**Short exercise**
Continue the article on Liverpool's poor start to the season from where it stops.

--- begin Provided text ---

Have Liverpool ‘done a Spurs’?

With £130million spent to aid the post-Suarez recovery, Liverpool have started the current campaign in a sluggish fashion. Only seven points from the first six games – including three losses – presently sees the Merseyside club occupy 14th in the Premier League, with their form becoming irrepressibly worrying too.

So far we have yet to see the fluid, attacking football Liverpool became widely accredited for last season and, with results like the 1-0 home defeat to Aston Villa and the Champions League reverse of the equivalent score-line away to Basel, the signs aren’t looking positive either.

The loss of someone with the ability and influence of Luis Suarez would be detrimental to any club, but have Liverpool inadvertently followed a similar path to Tottenham, who lost Gareth Bale to Real Madrid last summer for a world-record £85million fee? Was last season a ‘one-hit wonder’ for Rodgers’ men?

Manchester United spent £163million on a vast array of predominantly attacking talent this summer and so much attention has been placed on them and deservedly so.

However, Liverpool’s transfer outlay wasn’t far behind and they are doing even worse, especially considering, bar Suarez – and admittedly he is a massive loss – this was primarily the same side, before the new investments came, that came inches from the Premier League title last term.

Mario Balotelli has been brought in to try and fill the Uruguayan-shaped void left by Suarez, and at £16m everyone was ranting on about what a brilliant deal it was for the Reds. Is it though?

He’s been sold three times for a reason. 63 shots, producing only a solitary goal since moving to Anfield is an abysmal conversion rate and despite curbing his temperament in recent seasons, there still remains the doubt over his on-field personality and aggressive nature.

Undeniably, the injury to Daniel Sturridge threw a spanner into the works concerning Liverpool’s early season preparation and he has been a huge miss but I can’t help but feel the new faces at Anfield have largely flattered to deceive on the whole.

Emre Can and Rickie Lambert have both only featured sporadically, causing many to question the basis behind their transfers in the first place. The latter, in particular, raised a few eyebrows and as much as I personally love Lambert and the fairy-tale story behind his meteoric rise from my beloved Bristol Rovers to boyhood club Liverpool and a World Cup in Brazil with England, his signing seems to have been completed purely on the basis of fulfilling his individual dream.

Lazar Markovic has moved over with bags of potential but his adjustment to the Premier League and the physical rigours involved with the English game has been uncomfortable, to put it kindly.

--- end Provided text ---
--- begin Dataset records ---

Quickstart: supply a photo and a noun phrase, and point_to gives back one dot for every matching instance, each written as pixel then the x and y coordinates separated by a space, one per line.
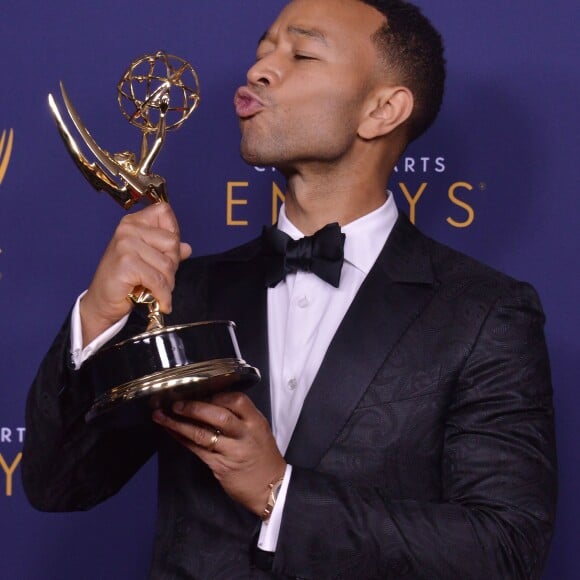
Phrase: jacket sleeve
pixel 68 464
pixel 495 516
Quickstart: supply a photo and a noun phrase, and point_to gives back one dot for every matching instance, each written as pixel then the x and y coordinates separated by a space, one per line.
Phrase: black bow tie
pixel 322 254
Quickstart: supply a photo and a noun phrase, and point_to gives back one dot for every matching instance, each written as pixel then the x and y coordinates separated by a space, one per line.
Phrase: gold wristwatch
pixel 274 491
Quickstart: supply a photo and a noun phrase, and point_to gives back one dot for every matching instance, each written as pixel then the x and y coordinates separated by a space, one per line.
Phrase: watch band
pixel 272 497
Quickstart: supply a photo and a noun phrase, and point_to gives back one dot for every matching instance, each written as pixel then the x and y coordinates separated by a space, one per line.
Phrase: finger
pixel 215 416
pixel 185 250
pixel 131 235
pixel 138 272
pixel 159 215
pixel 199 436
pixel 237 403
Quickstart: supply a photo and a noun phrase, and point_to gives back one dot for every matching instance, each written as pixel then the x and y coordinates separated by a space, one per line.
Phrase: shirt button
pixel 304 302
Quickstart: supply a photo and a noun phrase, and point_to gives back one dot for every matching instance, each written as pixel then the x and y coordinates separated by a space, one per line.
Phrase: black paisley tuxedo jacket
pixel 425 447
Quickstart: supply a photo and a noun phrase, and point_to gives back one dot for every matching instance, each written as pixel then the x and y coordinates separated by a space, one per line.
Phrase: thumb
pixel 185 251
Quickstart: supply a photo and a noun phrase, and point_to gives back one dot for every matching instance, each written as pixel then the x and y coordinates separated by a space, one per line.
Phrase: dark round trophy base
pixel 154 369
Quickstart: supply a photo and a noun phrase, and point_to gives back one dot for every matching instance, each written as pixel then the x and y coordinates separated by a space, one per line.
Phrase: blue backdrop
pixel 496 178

--- end Dataset records ---
--- begin Dataset records ---

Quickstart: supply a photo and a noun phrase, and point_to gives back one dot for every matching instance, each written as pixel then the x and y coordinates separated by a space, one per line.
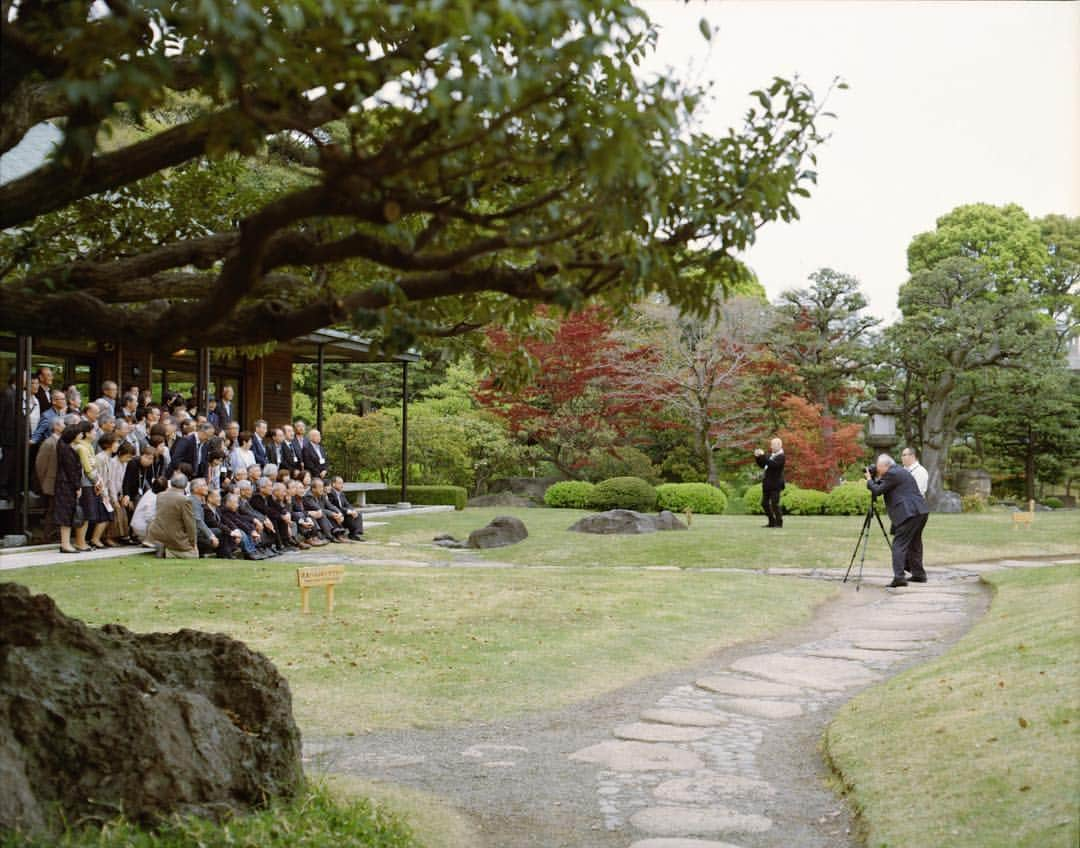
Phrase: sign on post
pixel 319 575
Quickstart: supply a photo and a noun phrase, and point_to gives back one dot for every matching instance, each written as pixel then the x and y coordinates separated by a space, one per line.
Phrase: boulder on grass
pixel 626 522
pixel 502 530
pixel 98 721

--- end Dataset records ---

**Task output**
Last season, the Merseysiders main problem was at the back. The collapse away to Crystal Palace, for example, where the Reds threw away a three-goal lead to draw 3-3, highlighted their defensive incompetence and it’s what ultimately cost them a first league title since 1990, the most recent of their 18 successes.

Dejan Lovren was brought in to sure up this particular department, with £20million spent on the Croat. He is a quality defender at this level but what gets me is how he, Mamadou Sakho and Martin Skrtl, three extremely physical centre-halves, have been so vulnerable and susceptible from set-pieces. Basel’s goal in the 1-0 Champions League loss is a prime example, with Marco Streller’s decisive goal coming from a corner.

Simon Mignolet still strikes me as a risk and is capable of a mistake or two, such as the one he made against Ludogorets in the Champions League group opener.

Steven Gerrard’s form, too, will be of great concern to Brendan Rodgers. The former England captain looks to have lost his edge in recent weeks and teams suddenly know how to nullify his impact in the deep-lying role he plays these days.

Everton fielded Steven Naismith as a free-roaming, shifting man-marker, if you will, to Liverpool’s leader, functioning in the spaces Gerrard usually operates to stop him controlling the game. Aston Villa also worked a similar tactic during their 1-0 win at Anfield last month, with Gabby Agbonlahor the man utilised as Gerrard’s tormentor.

At present, in the wake of Suarez’s exit, the Anfield outfit also seem so overly-reliant on teenager Raheem Sterling who, after a breakthrough campaign last term, appears to be more or less carrying the weight of the fans’ expectations on his shoulders.

It’s worth remembering that he’s still only 19 years old, with only one full season of regular first-team football under his belt, so placing so much pressure on his shoulders at such a tender age may be more damaging the more demanding it gets.

We saw last year how much Spurs struggled without their talisman Bale to carry them through the difficult spells and it looks as though Liverpool are on course to a comparable destiny.

However, we are still only just entering October.

The league is only six games old and notwithstanding three points in two Champions League games against the likes of Ludogorets and Basel, with tournament holders Real Madrid to come in a gruelling double-header, there is still plenty of time for Liverpool to improve and reignite last season’s heroic form that saw them come so close to glory.

Time will tell how they fare but rapid improvement is required from Rodgers and his flat team.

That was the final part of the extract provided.